___ Supplied data ___
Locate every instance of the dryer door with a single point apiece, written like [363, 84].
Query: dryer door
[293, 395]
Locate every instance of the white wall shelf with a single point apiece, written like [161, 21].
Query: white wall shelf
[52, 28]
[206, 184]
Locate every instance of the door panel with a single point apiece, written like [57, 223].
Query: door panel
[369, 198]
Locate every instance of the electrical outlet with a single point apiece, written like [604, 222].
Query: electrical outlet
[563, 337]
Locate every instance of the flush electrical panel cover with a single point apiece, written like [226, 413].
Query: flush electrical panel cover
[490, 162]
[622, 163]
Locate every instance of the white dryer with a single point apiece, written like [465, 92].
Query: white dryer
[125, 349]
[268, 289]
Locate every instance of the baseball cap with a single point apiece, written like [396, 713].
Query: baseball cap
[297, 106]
___
___ Supplied data ___
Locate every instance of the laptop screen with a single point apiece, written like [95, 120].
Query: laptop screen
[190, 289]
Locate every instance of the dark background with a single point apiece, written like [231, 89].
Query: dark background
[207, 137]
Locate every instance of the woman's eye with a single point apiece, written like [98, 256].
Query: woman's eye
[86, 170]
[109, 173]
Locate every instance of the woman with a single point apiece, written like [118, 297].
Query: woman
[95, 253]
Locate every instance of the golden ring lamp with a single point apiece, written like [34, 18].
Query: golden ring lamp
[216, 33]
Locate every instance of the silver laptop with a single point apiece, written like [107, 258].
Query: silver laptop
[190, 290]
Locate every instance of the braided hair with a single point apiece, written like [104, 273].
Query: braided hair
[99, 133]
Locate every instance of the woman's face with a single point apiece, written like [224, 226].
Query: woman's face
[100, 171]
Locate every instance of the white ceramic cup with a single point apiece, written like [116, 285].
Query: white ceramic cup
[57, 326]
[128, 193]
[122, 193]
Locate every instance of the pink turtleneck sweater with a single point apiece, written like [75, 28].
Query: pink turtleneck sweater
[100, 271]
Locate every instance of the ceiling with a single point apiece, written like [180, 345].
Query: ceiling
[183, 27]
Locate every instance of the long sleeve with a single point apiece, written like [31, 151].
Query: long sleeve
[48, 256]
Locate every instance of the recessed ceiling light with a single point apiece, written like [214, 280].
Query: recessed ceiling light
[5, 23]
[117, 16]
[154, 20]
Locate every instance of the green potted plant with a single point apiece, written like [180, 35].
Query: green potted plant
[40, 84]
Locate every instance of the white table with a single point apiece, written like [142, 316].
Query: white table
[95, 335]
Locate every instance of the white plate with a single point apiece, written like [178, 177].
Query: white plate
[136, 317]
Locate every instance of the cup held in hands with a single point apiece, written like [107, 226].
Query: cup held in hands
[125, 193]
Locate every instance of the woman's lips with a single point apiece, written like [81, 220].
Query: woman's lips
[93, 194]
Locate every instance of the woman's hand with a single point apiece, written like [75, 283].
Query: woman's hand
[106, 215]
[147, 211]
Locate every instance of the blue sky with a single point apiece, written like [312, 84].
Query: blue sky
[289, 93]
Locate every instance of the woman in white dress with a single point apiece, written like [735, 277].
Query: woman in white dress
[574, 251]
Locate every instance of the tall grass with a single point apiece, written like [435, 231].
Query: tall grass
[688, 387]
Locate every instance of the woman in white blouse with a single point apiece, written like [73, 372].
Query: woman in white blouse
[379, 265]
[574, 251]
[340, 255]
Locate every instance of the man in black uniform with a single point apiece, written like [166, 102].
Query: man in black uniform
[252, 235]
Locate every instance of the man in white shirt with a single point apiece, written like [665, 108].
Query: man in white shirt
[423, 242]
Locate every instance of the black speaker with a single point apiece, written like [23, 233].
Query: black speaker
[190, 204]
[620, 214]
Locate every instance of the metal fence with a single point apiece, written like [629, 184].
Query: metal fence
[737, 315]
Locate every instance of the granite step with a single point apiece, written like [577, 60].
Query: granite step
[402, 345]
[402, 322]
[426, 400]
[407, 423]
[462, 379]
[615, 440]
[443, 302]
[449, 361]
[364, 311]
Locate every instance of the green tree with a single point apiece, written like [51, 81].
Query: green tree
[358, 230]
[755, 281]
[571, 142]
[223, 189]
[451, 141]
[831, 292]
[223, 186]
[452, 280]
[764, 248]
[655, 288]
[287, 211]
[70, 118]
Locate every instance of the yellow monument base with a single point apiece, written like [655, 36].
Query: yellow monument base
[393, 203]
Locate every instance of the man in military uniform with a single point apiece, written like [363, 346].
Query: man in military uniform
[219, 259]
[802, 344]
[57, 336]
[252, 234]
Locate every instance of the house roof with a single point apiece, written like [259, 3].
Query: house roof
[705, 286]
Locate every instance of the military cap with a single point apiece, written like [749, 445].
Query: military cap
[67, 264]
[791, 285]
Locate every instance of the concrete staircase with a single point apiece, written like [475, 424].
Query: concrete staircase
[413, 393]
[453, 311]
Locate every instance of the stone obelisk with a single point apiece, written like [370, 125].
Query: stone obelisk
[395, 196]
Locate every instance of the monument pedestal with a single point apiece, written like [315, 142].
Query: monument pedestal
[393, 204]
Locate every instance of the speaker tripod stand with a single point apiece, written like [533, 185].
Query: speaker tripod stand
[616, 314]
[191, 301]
___
___ Supplied data ___
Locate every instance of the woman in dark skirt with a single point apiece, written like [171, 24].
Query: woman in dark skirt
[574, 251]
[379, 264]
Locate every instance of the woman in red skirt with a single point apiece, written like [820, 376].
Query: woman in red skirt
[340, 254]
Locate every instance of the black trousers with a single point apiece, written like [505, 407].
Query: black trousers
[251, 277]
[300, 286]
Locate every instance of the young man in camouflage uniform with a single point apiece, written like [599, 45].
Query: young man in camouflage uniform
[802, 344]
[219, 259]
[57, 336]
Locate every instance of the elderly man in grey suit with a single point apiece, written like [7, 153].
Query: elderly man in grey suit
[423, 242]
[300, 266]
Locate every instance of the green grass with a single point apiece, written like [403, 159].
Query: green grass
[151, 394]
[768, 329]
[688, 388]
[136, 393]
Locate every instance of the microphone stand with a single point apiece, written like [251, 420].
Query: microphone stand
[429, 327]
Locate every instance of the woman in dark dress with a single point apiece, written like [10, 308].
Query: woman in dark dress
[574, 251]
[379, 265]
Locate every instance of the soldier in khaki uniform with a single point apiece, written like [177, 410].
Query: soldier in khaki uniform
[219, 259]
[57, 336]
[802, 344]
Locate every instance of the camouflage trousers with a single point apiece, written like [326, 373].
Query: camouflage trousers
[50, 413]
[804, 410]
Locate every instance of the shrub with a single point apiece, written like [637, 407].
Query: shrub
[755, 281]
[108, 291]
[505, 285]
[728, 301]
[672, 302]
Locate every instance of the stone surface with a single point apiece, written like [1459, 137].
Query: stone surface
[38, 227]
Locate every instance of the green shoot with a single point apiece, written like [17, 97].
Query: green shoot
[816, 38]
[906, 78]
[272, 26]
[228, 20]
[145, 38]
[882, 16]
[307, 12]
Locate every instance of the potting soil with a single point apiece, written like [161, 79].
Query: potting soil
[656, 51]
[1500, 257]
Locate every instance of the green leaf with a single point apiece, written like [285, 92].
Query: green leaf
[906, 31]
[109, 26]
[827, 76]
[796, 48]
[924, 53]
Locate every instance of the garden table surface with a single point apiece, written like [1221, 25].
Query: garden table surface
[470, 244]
___
• **Task prompt**: All lines in the listing above from the line containing "Query: woman's lips" to the line containing "Locate every instance of the yellow", inclusive, should be retyped exactly; no other lines should appear.

• **Your response**:
Query: woman's lips
[93, 194]
Locate every instance of the woman's hand with a single point apiece, written like [75, 283].
Query: woman's hand
[106, 215]
[147, 211]
Locate every instance of the blue sky with a single point apiece, written like [312, 84].
Query: blue sky
[289, 93]
Locate every instance of the woman in white dress with a single point apiece, written like [735, 277].
Query: woman in white dress
[574, 251]
Locate every instance of the tall grass with a single point apiece, written like [435, 231].
Query: tall grass
[688, 387]
Locate every instance of the woman in white blouse with a single point apiece, written like [73, 372].
Query: woman in white blouse
[379, 265]
[574, 251]
[340, 255]
Locate every instance of the man in black uniform with a single point apiece, written like [166, 102].
Query: man in black uniform
[252, 235]
Locate every instance of the man in white shirt with a single point apiece, written like [665, 108].
Query: man in white shirt
[423, 242]
Locate every instance of the black speaker with a single point apiece, written like [23, 233].
Query: black speaker
[190, 204]
[620, 214]
Locate every instance of the metal fence with a single point apiece, written like [629, 184].
Query: metal fence
[737, 315]
Locate every instance of the granite step with a single point apiece, written like [577, 60].
Query: granite step
[402, 345]
[402, 322]
[426, 400]
[407, 423]
[462, 379]
[615, 440]
[443, 302]
[449, 361]
[364, 311]
Locate every instance of the green tree with a single point apiece, written like [51, 81].
Query: green tree
[358, 230]
[755, 281]
[571, 142]
[223, 189]
[451, 141]
[831, 292]
[223, 186]
[452, 280]
[764, 248]
[655, 288]
[287, 211]
[70, 118]
Locate every instance of the yellow monument base with a single point apiece, written like [655, 36].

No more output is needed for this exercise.